_Selected text_.
------------------------------------

Program: Master of Arts Integrated Studies
MAIS 628: Gender and Sexuality introduces students to the theories and empirical research that form the backbone of gender and sexuality studies. The course questions the cultural imperative that there are but two biological sexes and that heterosexual desire and practice is the norm against which all other desires and practices are measured up against and found to be “deviant.” The course invites a critical examination of the two-sex binary and the heteronormative sexual order. The course materials focus on the ways in which sexed and sexual regimes are reproduced, resisted and challenged through feminine, masculine, queer, and trans performances of identity.
After completing this course, students should:
- have developed a clear understanding that sex, gender and sexuality are not primarily biological categories but social categories, produced and reproduced by discourse.
- be able to provide an overview of the historical and social changes in the understanding of sex, gender and sexuality in Western culture since the Middle Ages.
- recognize the power and pervasiveness of the two-sex binary (male/female) and the heteronormative sexual order in contemporary Western culture.
- recognize that the two-sex binary and heteronormative matrix produce social inequities: those who do not conform to the gender and sexual norms need to be considered as members of subordinate groups.
- understand that gender and sexuality are not homogenous categories and that they are confounded by other axes of difference such as race, ethnicity, class, and ability.
- be able to provide concrete examples of some of the ways in which normative masculine and feminine identities are reproduced but also challenged through gender performance.
- be able to explain some of the ways in which queer and transgender theories, identities and politics can expose taken-for-granted norms and in doing so, create opportunities to subvert the two-sex binary and heteronormative sexual order.
- be able to recognize their own privileges and/or marginalizations in relation to the normative sexed and sexual regimes.
- be able to draw on the theories and research presented in this course and apply them to the world around them.

------------------------------------

_Parts of the exercise_.
A – Answer these questions using the MAIS 628 course description.
(i) Which program is the course part of?
(ii) Since what period should students be able to give an overview of changes in the understanding of sex, gender and sexuality in Western culture?
(iii) Which axes of difference are named as confounding gender and sexuality?
B – According to the MAIS 628 course description, through which performances of identity are sexed and sexual regimes reproduced, resisted and challenged? List them all.
C – Resume the MAIS 628 course description after its final learning outcome.

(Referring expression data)
------------------------------------

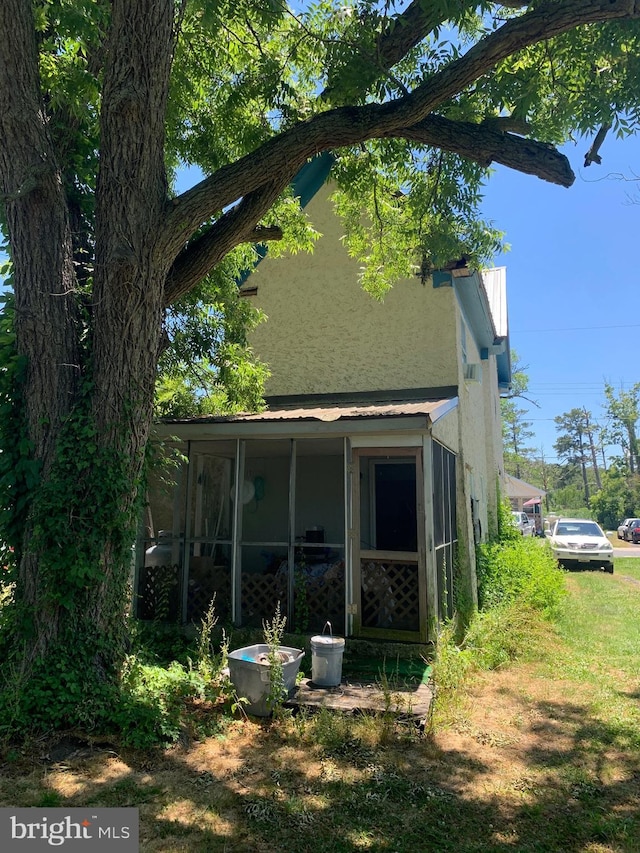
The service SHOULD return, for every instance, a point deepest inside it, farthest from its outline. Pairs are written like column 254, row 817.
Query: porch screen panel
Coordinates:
column 389, row 581
column 319, row 552
column 445, row 525
column 160, row 549
column 209, row 529
column 264, row 497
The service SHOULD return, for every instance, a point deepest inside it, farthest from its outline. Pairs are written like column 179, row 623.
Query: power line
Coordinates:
column 572, row 329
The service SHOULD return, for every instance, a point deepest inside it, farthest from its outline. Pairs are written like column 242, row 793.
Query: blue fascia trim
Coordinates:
column 441, row 278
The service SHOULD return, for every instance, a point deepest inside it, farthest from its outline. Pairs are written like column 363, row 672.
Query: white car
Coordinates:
column 524, row 523
column 581, row 543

------------------------------------

_Task-by-task outputs_.
A –
(i) Master of Arts Integrated Studies
(ii) Since the Middle Ages
(iii) Race, ethnicity, class, and ability

B – Feminine, masculine, queer, and trans performances of identity

C –
To receive credit for this course, students must participate in the online activities, successfully complete the assignments, and achieve a final mark of at least 60 per cent. Students should be familiar with the Master of Arts—Integrated Studies grading system. Please note that it is students' responsibility to maintain their program status. Any student who receives a grade of "F" in one course, or a grade of "C" in more than one course, may be required to withdraw from the program.
The following table summarizes the evaluation activities and the credit weights associated with them.
The course materials for MAIS 628: Gender and Sexuality include the items listed below.
Beasley, C. (2005). Gender and sexuality: Critical theories, critical thinkers. Los Angeles; London: Sage Publications Ltd.
Cavanagh, S. (2011). Queering bathrooms: Gender, sexuality, and the hygienic imagination. Toronto: University of Toronto Press.
Foucault, M. (1990). The history of sexuality: Volume 1, An introduction (R. Hurley, Trans.). New York: Vintage Books.
Athabasca University Online Materials
Course Home Page: You will find Course Information (including the Assignment File and other pertinent information) at the top of the course home page. You will also find your Study Guide presented unit by unit online. You will find your assignments and links to submit your work to your professor on the course home page.
Athabasca University Library: Students are encouraged to browse the Library's Web site to review the Library collection of journal databases, electronic journals, and digital reference tools: http://library.athabascau.ca.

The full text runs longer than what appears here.